ПРИВЕДЁННЫЙ ТЕКСТ:
Я ВГЛЯДЫВАЮСЬ В ИХ ЧЕРТЫ

Рубрика в газете: Дотошные расследования, № 2020 / 25, 02.07.2020, автор: Максим АРТЕМЬЕВ
Максим АРТЕМЬЕВ

 

Чехов и поляки

Среди бесчисленной толпы чеховских персонажей, особенно в его ранней юмористической прозе, выделяется один национальный тип, который писатель трактует с явным уклоном в стереотипизацию, отражая тем самым, бытовавшие в его время этнические представления и клише. Речь идёт о поляках.
Вот единственный полноценный роман Чехова «Драма на охоте» (1884): «Рядом с графом за тем же столом сидел какой-то неизвестный мне толстый человек с большой стриженой головой и очень чёрными бровями. Лицо этого было жирно и лоснилось, как спелая дыня. Усы длиннее, чем у графа, лоб маленький, губы сжаты, и глаза лениво глядят на небо… Черты лица расплылись, но, тем не менее, они жёстки, как высохшая кожа. Тип не русский… Толстый человек был без сюртука и без жилета, в одной сорочке, на которой темнели мокрые от пота места. Он пил не чай, а зельтерскую воду». Описание явно нелицеприятное для персонажа. Вскоре выясняется, что это – Каэтан Казимирович Пшехоцкий, паразитирующий на безвольном графе Карнееве, и мучающий его. Он пытается «отшить» от него бывших друзей, а русский граф лишь может умолять его: «На что он тебе так понадобился? – спросил графа толстяк.

УСЛОВИЕ ЗАДАНИЯ 1: Как в двух предложениях изложить суть текста о Чехове и поляках?

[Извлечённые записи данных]

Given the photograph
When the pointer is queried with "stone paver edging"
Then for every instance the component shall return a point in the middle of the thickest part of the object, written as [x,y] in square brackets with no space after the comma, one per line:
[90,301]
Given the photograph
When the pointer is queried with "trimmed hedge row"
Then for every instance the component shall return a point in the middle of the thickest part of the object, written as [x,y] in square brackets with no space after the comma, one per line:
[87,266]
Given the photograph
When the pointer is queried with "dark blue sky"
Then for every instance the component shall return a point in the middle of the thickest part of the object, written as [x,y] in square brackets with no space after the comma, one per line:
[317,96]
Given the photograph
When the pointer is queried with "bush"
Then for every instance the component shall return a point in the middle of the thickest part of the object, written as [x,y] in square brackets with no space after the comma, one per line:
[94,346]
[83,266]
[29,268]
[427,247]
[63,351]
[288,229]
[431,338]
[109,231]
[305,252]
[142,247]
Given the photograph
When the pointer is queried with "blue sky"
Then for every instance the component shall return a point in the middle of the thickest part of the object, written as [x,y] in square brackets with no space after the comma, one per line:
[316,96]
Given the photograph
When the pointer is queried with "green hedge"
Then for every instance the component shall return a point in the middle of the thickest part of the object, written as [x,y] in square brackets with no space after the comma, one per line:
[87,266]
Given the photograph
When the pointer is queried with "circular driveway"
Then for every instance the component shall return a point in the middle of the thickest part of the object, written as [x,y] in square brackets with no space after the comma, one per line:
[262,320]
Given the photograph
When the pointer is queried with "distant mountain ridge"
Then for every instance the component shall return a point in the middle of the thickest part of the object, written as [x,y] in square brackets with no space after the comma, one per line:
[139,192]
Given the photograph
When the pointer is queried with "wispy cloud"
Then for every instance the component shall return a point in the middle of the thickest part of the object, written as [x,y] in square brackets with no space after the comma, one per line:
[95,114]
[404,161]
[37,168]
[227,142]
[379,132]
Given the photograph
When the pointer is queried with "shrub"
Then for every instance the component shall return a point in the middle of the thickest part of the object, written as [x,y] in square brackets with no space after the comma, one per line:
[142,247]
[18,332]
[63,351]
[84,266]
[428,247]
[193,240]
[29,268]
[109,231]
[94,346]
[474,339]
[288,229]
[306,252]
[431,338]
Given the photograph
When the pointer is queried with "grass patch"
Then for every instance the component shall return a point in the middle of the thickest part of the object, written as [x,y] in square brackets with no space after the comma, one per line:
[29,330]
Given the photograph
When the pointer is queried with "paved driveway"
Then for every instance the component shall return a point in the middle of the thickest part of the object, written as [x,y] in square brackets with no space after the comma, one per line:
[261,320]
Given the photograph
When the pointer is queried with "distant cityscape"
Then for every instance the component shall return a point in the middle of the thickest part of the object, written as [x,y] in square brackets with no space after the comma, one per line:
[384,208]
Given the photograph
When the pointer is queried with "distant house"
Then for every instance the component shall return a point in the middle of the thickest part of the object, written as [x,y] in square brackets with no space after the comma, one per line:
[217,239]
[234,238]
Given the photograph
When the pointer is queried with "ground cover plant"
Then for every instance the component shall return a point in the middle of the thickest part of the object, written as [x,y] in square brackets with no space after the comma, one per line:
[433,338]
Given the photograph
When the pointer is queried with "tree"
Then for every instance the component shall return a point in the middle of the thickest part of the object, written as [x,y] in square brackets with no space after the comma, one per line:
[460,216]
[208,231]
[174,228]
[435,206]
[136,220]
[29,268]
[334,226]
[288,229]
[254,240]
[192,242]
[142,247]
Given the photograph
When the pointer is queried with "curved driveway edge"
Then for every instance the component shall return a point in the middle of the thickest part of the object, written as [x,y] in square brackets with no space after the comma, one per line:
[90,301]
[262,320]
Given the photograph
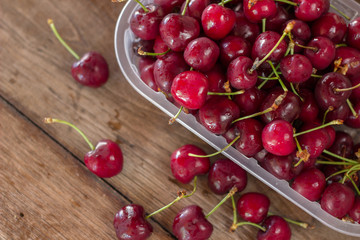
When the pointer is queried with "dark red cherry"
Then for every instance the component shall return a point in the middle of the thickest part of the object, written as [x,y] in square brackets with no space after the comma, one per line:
[190,224]
[91,70]
[326,93]
[184,167]
[296,68]
[324,54]
[337,199]
[106,160]
[310,184]
[277,138]
[130,223]
[202,54]
[353,34]
[145,24]
[217,114]
[253,207]
[250,131]
[256,10]
[330,25]
[232,47]
[177,31]
[276,228]
[239,74]
[217,21]
[224,174]
[310,10]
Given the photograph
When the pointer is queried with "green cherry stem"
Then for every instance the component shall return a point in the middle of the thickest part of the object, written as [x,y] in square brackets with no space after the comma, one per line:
[181,195]
[57,35]
[54,120]
[232,191]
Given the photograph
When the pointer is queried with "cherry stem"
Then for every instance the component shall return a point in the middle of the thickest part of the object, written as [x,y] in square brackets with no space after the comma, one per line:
[340,157]
[334,122]
[181,195]
[277,75]
[232,191]
[142,53]
[287,29]
[215,153]
[57,35]
[226,94]
[340,12]
[172,120]
[54,120]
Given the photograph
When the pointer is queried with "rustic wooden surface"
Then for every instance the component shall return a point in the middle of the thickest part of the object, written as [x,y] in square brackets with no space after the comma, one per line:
[46,191]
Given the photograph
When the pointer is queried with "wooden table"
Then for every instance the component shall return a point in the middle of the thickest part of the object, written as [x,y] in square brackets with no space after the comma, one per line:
[46,190]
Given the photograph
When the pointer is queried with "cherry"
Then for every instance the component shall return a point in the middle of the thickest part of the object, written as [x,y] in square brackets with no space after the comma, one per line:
[105,160]
[224,174]
[145,21]
[277,138]
[190,224]
[217,114]
[185,168]
[201,54]
[296,68]
[326,90]
[353,34]
[217,21]
[337,199]
[239,74]
[255,10]
[91,69]
[177,31]
[322,53]
[253,207]
[310,184]
[232,47]
[276,228]
[130,223]
[330,25]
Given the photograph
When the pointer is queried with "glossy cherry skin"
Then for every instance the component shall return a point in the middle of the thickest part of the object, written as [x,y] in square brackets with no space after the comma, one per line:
[310,184]
[276,228]
[255,11]
[177,31]
[190,89]
[91,70]
[288,110]
[325,93]
[337,199]
[310,10]
[217,114]
[277,138]
[353,34]
[130,223]
[224,174]
[250,131]
[330,25]
[217,21]
[324,55]
[201,54]
[296,68]
[190,224]
[239,74]
[106,160]
[184,167]
[253,207]
[232,47]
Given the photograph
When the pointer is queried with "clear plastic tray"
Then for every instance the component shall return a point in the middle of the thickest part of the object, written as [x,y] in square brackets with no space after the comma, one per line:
[128,64]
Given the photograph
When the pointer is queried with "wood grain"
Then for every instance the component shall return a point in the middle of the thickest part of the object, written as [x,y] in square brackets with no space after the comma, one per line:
[36,83]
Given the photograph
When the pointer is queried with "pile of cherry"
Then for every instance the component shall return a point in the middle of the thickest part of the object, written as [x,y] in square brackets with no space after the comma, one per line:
[272,77]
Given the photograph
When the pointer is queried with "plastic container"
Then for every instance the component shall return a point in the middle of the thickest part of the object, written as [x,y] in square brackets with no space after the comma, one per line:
[128,64]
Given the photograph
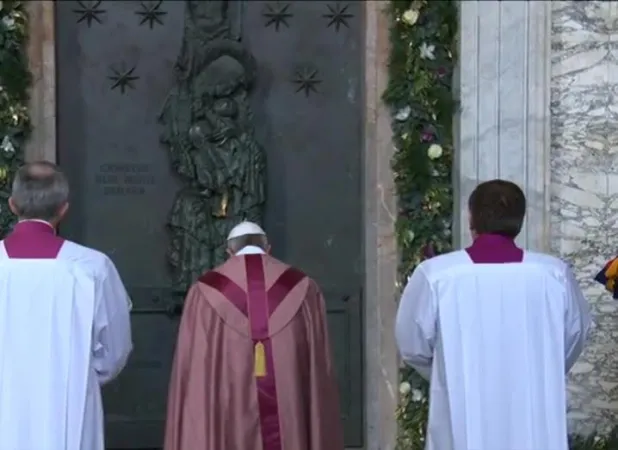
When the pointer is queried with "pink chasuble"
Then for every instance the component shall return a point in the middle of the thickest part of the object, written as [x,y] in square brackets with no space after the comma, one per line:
[258,304]
[494,249]
[31,239]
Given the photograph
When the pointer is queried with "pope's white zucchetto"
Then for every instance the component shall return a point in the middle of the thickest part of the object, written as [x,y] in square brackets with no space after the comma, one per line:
[245,228]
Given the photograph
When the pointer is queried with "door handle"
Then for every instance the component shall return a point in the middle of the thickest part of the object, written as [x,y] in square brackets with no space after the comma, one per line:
[174,310]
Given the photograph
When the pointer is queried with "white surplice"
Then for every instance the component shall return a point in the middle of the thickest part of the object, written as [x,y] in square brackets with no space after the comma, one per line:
[495,341]
[64,331]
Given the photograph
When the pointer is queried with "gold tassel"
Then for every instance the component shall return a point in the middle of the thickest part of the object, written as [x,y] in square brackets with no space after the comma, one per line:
[260,360]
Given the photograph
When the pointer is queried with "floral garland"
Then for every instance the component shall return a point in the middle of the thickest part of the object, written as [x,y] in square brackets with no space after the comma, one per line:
[15,81]
[420,96]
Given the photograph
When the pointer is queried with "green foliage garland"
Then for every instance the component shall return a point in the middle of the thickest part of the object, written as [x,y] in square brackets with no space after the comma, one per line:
[15,82]
[420,96]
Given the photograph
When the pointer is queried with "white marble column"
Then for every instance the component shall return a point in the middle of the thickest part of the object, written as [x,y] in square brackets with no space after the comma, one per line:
[503,129]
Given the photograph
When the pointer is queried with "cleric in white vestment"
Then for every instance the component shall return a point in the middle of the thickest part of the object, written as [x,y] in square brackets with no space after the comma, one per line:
[64,324]
[494,328]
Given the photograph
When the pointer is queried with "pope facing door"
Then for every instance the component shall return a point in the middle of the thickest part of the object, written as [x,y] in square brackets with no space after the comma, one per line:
[176,120]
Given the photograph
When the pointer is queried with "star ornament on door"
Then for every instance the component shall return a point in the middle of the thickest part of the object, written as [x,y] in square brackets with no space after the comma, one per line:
[338,15]
[123,78]
[88,12]
[151,13]
[277,14]
[306,80]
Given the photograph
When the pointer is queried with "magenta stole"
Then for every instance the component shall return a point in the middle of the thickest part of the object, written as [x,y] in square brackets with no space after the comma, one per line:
[494,249]
[258,304]
[33,240]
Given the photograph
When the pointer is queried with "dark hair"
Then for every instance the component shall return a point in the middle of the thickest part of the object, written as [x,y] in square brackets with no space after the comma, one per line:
[40,189]
[497,207]
[238,243]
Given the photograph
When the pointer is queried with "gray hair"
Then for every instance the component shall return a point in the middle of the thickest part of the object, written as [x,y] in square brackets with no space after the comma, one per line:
[238,243]
[40,190]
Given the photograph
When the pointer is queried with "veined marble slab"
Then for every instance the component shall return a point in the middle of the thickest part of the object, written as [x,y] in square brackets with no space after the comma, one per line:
[584,188]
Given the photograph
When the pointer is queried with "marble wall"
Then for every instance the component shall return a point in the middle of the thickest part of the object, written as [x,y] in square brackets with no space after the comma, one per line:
[584,187]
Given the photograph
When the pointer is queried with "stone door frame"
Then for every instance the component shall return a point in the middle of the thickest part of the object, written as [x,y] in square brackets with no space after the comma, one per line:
[381,361]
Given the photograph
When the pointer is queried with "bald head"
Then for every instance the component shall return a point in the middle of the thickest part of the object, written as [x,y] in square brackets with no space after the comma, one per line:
[40,191]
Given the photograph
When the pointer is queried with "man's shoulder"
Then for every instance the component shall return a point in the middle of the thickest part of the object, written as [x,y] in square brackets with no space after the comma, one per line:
[93,261]
[544,259]
[444,263]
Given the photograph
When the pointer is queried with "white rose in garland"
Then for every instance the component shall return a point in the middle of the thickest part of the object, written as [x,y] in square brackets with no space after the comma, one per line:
[405,388]
[434,151]
[410,16]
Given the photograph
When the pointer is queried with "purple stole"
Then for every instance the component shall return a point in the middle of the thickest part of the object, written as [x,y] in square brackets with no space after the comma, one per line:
[258,304]
[31,239]
[494,249]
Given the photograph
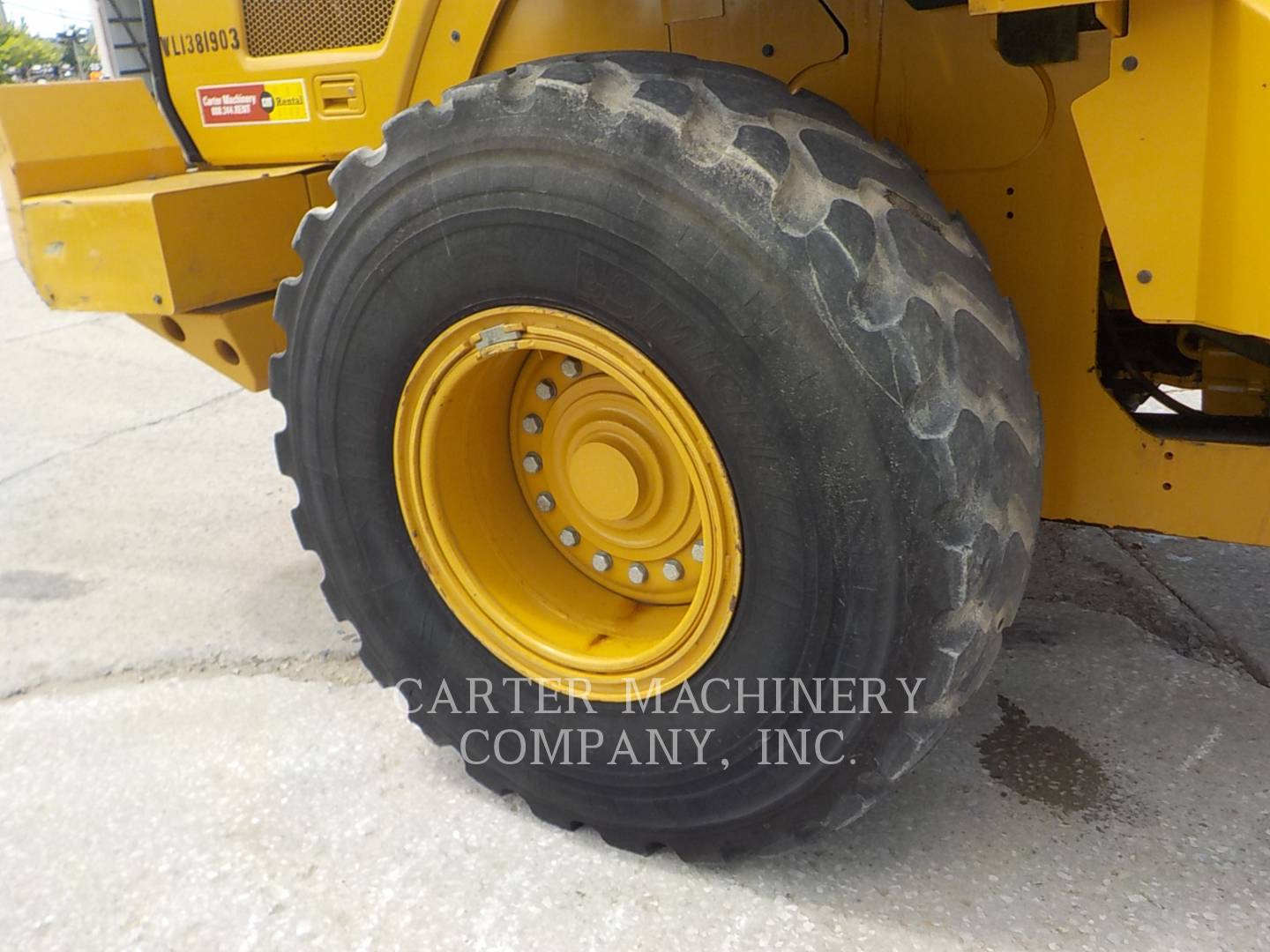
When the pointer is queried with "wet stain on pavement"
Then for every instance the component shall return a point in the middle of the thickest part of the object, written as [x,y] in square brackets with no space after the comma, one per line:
[28,585]
[1044,764]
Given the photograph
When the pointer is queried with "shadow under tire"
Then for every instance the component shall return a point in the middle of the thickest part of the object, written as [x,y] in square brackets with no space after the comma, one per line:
[834,329]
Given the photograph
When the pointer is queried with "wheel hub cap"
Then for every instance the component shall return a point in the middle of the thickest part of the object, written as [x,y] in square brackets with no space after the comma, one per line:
[568,502]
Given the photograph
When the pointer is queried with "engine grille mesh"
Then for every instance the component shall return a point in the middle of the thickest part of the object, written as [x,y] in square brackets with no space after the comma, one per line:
[277,26]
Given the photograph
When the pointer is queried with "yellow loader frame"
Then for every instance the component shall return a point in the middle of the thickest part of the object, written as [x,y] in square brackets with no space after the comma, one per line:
[1154,133]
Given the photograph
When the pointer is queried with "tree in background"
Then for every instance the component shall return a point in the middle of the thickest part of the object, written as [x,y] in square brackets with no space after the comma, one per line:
[19,52]
[77,52]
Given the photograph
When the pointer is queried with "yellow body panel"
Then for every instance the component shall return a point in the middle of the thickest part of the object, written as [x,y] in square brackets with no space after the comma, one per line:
[385,71]
[68,135]
[238,338]
[1177,143]
[167,245]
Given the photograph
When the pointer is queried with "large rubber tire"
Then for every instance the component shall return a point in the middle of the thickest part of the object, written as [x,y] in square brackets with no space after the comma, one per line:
[837,331]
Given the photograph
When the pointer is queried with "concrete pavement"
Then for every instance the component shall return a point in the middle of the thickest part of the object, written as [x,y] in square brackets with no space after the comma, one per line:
[190,758]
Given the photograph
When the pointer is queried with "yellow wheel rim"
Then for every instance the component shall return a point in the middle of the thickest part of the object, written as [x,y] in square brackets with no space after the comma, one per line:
[568,502]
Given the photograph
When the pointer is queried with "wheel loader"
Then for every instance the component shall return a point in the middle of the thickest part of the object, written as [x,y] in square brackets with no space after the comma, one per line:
[664,378]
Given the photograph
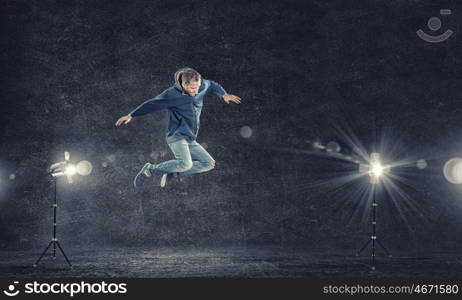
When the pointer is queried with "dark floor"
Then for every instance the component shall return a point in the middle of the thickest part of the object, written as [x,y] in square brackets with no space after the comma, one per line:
[227,262]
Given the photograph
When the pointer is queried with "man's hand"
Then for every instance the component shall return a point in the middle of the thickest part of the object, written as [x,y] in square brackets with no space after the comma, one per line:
[124,120]
[231,98]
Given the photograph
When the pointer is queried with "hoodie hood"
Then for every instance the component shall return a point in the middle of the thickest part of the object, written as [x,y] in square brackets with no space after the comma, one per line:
[176,77]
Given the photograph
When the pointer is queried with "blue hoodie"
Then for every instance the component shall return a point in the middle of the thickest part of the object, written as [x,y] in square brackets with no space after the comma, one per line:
[184,110]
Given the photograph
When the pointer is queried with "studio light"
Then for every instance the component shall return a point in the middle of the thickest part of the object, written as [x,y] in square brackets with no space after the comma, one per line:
[59,169]
[375,170]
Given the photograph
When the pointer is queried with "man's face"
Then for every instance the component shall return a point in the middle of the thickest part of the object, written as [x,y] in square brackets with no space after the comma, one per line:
[192,88]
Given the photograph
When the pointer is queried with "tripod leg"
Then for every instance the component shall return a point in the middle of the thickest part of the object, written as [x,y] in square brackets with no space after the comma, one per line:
[384,249]
[43,253]
[363,247]
[64,254]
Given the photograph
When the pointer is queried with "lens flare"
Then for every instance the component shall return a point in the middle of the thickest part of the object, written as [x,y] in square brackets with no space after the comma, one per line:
[84,168]
[453,170]
[71,170]
[246,132]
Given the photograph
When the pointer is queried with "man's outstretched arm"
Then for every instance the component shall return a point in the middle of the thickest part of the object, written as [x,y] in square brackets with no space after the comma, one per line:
[158,103]
[218,90]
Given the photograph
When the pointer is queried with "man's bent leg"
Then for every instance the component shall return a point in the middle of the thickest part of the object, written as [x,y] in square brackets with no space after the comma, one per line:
[181,163]
[202,161]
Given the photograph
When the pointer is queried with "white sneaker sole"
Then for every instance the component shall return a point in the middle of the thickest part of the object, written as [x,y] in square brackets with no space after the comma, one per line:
[163,180]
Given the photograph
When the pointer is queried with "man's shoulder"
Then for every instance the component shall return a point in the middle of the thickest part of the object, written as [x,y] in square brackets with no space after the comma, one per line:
[171,92]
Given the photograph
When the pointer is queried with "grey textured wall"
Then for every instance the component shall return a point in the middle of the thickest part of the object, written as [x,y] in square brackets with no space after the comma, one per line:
[69,70]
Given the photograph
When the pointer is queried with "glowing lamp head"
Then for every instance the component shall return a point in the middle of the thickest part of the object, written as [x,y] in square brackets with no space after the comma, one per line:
[71,170]
[376,170]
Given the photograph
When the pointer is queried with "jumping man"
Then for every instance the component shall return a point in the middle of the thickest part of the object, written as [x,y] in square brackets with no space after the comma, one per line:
[184,101]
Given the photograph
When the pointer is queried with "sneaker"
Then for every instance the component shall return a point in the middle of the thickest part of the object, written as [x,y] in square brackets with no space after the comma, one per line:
[142,175]
[166,178]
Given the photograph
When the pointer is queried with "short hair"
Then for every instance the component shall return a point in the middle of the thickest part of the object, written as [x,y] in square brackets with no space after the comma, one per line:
[187,75]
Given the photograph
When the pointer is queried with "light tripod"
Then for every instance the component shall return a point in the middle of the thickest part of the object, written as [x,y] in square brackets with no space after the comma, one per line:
[373,238]
[54,241]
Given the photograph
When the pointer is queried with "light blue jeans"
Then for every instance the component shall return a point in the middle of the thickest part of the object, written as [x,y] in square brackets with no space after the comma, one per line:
[190,158]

УСЛОВИЕ ЗАДАНИЯ 2: Какие строки записей содержат слово "light"? Соберите их все.

ИТОГОВЫЙ ОТВЕТ 1: Среди чеховских персонажей, особенно в ранней юмористической прозе, выделяются поляки, которых писатель изображает с уклоном в стереотипизацию, отражая бытовавшие в его время этнические клише. Пример тому роман «Драма на охоте» (1884), где нелицеприятно описан толстый Каэтан Казимирович Пшехоцкий: он паразитирует на безвольном графе Карнееве, мучает его и пытается «отшить» от него бывших друзей.

ИТОГОВЫЙ ОТВЕТ 2:
When the pointer is queried with "studio light"
When the pointer is queried with "light tripod"
When the pointer is queried with "light blue jeans"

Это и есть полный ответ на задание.